◆ Your goal:
All of the data should be repeated exactly; pictures are not part of the copy.

Point placement records
[BEGIN]
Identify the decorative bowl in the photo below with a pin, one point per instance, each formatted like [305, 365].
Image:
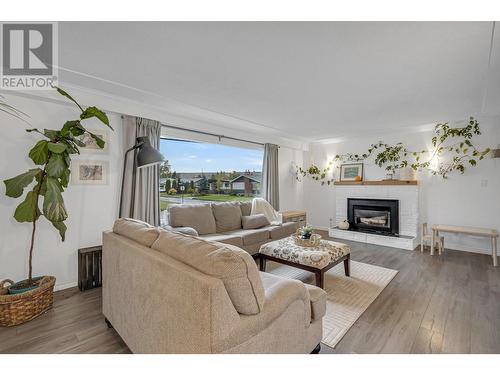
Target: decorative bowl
[312, 241]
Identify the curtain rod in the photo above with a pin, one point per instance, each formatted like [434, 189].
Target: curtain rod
[211, 134]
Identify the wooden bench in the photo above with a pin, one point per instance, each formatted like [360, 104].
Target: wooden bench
[482, 232]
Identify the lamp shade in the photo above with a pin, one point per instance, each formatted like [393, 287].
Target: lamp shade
[146, 154]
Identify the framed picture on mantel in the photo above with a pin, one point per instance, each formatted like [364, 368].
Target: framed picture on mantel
[351, 172]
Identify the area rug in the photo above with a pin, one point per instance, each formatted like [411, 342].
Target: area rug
[347, 297]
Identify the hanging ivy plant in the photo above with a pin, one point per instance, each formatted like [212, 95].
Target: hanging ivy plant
[452, 145]
[50, 178]
[315, 173]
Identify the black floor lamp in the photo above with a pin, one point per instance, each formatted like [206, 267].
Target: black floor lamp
[145, 156]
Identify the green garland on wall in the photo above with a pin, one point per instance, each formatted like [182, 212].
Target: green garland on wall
[453, 145]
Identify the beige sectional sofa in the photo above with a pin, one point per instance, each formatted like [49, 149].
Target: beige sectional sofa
[166, 292]
[222, 222]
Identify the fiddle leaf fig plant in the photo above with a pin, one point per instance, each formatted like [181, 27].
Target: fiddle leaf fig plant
[46, 182]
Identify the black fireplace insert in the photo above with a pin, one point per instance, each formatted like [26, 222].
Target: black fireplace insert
[379, 216]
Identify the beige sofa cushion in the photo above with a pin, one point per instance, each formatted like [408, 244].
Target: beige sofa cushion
[227, 216]
[234, 266]
[137, 231]
[254, 221]
[253, 236]
[228, 237]
[246, 208]
[197, 216]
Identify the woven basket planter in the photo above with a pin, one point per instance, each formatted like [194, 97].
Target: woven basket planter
[20, 308]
[END]
◆ In response:
Identify the decorative bowl in the photo below with a pin, one point per instance, each formatted like [305, 365].
Image:
Target: decorative bowl
[312, 241]
Identify the curtain rod in the photo above with a pin, one point per instance, each formatted like [434, 189].
Target: curtain rod
[211, 134]
Identify the wooden bench in the photo above with a pin, one point per instance, each formatted like [360, 104].
Target: wooden bench
[482, 232]
Identify the lamp shade in the photo above with a pin, one point per instance, each formatted like [393, 287].
Target: lamp shade
[146, 154]
Identify the framed picture on mantel in the photo above with a pin, one point per instance, each formatted like [364, 368].
Target: framed picture on mantel
[351, 172]
Identify the area rug in the photo above with a pin, one point per instance, each formatted like [411, 342].
Target: area rug
[347, 297]
Identify the hanging ivy plant in the photo above with a pin, one point per instance, each formatted like [212, 95].
Target: hanging ivy plant
[452, 145]
[50, 178]
[315, 173]
Identify the black floor lamp in the photo above with a pin, one point per instance, each formatted like [206, 267].
Target: black floor lamp
[145, 156]
Identify the green garland on wall in the photo above with a pin, one point per instance, each formatted like [182, 212].
Target: green garland on wall
[453, 145]
Identify the beige sectional sofa in the photo above with a pin, one point per instance, each formatted like [49, 149].
Target: beige sectional sofa
[166, 292]
[222, 222]
Identify the fiddle leaf fig plant in the photo above with a pin, one point per instance, each formatted like [181, 27].
Target: fiddle leaf fig plant
[46, 182]
Identify the black fireplace insert in the photo above with a pin, one point per instance, each formatted like [26, 222].
Target: black fireplace insert
[379, 216]
Identify the beige sofa cushion in the photo above with a pin, one point per instance, each formatted like [408, 244].
Target: beige sofa cushion
[227, 216]
[234, 266]
[137, 231]
[254, 221]
[253, 236]
[228, 237]
[246, 208]
[197, 216]
Identify the woven basket planter in the photo above with a pin, one point per instance, each formatted like [194, 97].
Target: woven basket planter
[20, 308]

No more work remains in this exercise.